▶ TASKS AND EXERCISES:
A. Please reproduce a passage from the text on noble gases and ocean gas exchange, starting at "The bulk of" and ending after "to these processes.".
B. Answer these questions using the text on noble gases and ocean gas exchange, one answer per line:
(i) Which process drives gas saturations up?
(ii) In which sea is the one-dimensional model of convection set?
(iii) At how many locations were the measurements taken?

Using Noble Gases to Constrain the Impact of Water-Mass Formation Processes on Dissolved Gases

The bulk of global ocean gas concentrations are controlled at a few locations where deep-water formation occurs. High wind speeds, rapid cooling, and large swings in atmospheric pressure characterize these regions in the winter. These processes can have competing effects on gas saturations as bubble-mediated gas exchange drives saturations up, cooling and low atmospheric pressure drive saturations down, and diffusive gas exchange drives gases toward equilibrium. The noble gases have the proven potential to disentangle these competing effects, because each gas has different physical properties that make it more or less sensitive to these processes.

We present full water-column measurements of dissolved neon, argon, krypton, and xenon at six locations around the world spanning the North Atlantic, Southern Ocean, and North Pacific. We use a simple vector model to diagnose the importance of atmospheric pressure change, bubble injection, and cooling in creating the observed gas saturations. However, we find that the model is extremely sensitive to the choice of vector slopes. A one-dimensional model of convection in the Labrador Sea suggests that vectors based on a steady-state, in which a disequilibrium process is balanced by diffusive gas exchange, is more likely to represent the true system in nature. We extend our measurements and model to constrain the impact of physical air-sea disequilibria processes on nitrogen (N₂), which could be used to quantify the impact of denitrification throughout the ocean. Noble gas measurements should eventually provide a useful metric for comparison to climate models to evaluate the parameterization of deep-water formation processes on gases, including carbon dioxide.

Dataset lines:
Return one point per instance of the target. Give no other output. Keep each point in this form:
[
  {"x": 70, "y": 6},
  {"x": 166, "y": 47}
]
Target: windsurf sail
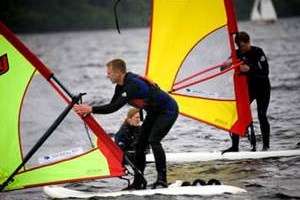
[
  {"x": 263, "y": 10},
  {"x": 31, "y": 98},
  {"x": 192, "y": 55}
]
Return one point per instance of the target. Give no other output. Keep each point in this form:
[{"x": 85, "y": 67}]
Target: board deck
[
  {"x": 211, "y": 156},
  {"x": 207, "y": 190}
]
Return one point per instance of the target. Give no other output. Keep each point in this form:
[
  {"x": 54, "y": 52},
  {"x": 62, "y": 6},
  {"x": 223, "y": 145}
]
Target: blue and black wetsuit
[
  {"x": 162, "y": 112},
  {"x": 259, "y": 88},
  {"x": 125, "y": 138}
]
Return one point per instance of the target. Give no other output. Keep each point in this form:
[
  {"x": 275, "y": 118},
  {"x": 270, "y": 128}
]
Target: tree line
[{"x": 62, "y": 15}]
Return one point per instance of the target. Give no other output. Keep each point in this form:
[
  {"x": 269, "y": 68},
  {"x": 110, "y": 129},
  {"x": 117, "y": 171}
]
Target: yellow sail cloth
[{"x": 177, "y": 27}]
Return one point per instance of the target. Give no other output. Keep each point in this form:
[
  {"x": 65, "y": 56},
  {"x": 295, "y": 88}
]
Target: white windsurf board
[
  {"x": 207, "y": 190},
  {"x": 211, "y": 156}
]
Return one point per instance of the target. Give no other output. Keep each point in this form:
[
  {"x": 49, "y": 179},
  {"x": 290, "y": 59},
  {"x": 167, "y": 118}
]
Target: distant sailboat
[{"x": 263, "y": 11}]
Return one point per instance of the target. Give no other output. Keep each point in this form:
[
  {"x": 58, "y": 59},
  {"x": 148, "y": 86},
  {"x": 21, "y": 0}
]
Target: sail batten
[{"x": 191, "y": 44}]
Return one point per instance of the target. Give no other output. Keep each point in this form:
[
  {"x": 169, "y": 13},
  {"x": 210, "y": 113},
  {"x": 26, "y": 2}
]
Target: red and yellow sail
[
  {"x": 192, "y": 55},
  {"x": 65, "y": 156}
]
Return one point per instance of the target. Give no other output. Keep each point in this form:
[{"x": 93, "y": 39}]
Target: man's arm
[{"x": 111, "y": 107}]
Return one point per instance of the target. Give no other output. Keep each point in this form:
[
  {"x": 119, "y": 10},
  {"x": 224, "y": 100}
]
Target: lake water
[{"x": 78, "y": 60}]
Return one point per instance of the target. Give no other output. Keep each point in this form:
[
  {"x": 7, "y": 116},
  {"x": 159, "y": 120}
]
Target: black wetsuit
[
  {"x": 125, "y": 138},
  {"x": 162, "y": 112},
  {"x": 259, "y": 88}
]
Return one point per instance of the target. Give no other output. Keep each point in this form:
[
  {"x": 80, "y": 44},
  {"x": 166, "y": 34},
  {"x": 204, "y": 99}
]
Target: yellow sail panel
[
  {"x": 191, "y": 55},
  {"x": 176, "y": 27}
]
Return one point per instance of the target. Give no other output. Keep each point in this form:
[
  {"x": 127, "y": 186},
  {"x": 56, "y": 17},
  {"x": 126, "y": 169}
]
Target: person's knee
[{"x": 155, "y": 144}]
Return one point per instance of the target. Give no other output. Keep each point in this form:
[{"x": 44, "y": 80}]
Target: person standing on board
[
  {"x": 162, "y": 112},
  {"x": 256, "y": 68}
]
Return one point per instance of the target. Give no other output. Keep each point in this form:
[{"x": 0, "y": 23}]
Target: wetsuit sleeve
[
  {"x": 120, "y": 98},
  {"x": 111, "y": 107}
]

▶ TASK RESULTS:
A.
The bulk of global ocean gas concentrations are controlled at a few locations where deep-water formation occurs. High wind speeds, rapid cooling, and large swings in atmospheric pressure characterize these regions in the winter. These processes can have competing effects on gas saturations as bubble-mediated gas exchange drives saturations up, cooling and low atmospheric pressure drive saturations down, and diffusive gas exchange drives gases toward equilibrium. The noble gases have the proven potential to disentangle these competing effects, because each gas has different physical properties that make it more or less sensitive to these processes.

B.
(i) Bubble-mediated gas exchange
(ii) The Labrador Sea
(iii) Six